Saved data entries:
☆ ☆ ☆ ☆ ☆ ☆ ☆
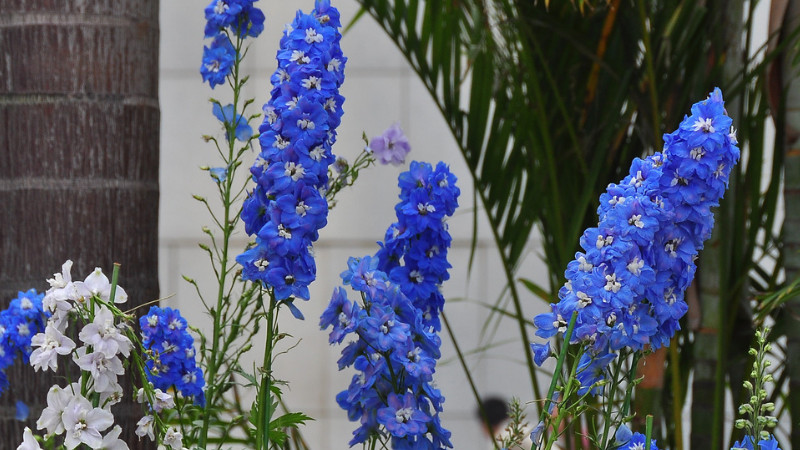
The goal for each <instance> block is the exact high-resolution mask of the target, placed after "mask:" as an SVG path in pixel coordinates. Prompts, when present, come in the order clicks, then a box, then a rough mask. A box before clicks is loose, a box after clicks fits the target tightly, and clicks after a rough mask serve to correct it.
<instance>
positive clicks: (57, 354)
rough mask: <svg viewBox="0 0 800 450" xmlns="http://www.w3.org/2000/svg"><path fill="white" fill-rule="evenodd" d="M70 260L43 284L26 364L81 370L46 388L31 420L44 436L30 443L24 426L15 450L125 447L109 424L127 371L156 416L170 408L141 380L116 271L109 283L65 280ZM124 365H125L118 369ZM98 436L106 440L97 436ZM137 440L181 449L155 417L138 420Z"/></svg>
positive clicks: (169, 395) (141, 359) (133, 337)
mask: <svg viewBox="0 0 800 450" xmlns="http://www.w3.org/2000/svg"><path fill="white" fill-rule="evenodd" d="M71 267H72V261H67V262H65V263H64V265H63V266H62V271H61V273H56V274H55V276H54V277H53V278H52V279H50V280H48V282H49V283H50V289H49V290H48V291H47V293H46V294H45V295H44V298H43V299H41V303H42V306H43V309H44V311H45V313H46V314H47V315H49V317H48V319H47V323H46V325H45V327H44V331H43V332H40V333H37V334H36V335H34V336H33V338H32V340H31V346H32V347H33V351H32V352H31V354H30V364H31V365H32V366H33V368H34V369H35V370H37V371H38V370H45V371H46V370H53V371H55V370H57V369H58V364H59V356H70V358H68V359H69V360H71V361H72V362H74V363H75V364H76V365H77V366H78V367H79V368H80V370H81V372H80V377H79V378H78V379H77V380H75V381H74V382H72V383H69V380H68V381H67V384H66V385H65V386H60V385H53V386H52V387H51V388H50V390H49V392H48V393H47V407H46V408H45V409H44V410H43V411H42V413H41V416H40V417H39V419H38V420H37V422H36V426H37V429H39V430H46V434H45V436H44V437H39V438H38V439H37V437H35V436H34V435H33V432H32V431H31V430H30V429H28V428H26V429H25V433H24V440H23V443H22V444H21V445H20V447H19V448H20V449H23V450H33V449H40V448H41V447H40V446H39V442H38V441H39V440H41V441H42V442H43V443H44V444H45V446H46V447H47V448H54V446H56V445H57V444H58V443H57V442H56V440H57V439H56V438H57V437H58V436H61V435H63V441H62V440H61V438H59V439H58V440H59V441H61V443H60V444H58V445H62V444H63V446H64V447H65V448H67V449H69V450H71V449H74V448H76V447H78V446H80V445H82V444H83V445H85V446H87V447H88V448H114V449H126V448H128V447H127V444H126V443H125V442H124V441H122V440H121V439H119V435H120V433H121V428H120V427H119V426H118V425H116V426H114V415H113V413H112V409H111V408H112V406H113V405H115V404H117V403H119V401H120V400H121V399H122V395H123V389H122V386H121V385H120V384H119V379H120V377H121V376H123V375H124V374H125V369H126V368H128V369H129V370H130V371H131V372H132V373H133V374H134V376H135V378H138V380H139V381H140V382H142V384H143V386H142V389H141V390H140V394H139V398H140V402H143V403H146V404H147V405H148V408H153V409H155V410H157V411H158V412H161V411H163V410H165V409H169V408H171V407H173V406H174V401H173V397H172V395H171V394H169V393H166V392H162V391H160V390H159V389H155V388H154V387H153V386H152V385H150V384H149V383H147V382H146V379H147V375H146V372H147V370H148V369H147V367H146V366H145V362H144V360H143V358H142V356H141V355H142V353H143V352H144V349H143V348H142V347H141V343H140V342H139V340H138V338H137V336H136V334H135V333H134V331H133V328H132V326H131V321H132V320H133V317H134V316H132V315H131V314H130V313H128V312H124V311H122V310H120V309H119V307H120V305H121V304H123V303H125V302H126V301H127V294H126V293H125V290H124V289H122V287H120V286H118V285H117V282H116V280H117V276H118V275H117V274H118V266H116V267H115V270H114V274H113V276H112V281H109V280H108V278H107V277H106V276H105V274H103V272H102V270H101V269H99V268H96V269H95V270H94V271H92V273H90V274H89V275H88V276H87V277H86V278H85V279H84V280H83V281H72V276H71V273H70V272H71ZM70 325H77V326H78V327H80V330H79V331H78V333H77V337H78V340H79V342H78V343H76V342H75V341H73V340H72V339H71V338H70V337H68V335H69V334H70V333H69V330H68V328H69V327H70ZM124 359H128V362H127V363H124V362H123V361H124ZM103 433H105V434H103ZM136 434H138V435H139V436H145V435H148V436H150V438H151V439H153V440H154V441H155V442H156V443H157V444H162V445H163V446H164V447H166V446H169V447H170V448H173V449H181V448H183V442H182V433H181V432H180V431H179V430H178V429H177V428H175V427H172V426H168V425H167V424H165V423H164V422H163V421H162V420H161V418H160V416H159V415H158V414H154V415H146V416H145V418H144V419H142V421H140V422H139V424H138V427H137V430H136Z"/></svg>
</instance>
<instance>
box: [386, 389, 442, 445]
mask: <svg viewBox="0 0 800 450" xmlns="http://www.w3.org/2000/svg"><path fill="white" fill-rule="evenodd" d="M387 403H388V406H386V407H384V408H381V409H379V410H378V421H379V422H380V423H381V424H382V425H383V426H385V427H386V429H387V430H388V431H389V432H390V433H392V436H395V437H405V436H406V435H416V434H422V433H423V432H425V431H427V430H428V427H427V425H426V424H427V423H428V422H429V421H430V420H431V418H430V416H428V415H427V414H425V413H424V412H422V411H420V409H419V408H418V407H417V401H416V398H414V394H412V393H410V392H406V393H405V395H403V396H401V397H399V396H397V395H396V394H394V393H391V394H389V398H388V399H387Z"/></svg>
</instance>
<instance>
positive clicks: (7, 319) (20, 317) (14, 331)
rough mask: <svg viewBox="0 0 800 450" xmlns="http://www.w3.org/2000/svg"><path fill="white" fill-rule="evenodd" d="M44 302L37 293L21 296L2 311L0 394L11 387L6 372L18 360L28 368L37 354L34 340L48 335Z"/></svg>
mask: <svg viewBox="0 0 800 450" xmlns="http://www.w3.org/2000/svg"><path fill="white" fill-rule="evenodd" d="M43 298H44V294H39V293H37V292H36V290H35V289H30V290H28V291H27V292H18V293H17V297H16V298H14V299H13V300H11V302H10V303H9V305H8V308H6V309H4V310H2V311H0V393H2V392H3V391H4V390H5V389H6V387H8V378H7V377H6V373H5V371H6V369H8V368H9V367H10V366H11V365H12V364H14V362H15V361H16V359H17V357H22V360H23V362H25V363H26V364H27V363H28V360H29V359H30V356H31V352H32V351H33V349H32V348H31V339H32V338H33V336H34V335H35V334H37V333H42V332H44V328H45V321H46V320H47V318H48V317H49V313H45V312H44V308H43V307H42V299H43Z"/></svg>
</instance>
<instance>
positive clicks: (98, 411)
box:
☆ ☆ ☆ ☆ ☆ ☆ ☆
_TASK DETAILS_
Can you copy the data word for word, from its start through the line containing "positive clicks: (57, 354)", with that line included and the pictures omitted?

_PROBLEM SOLUTION_
The goal for each <instance> block is the exact high-resolution mask of the target, placed after "mask:" as an SVG path in pixel coordinates. Prompts, when present, come in the order clicks, then a box, then a rough mask. A box before clicks is loose, a box after clicks fits the target tightly, and clicks after a rough mask serve to correct it.
<instance>
positive clicks: (57, 354)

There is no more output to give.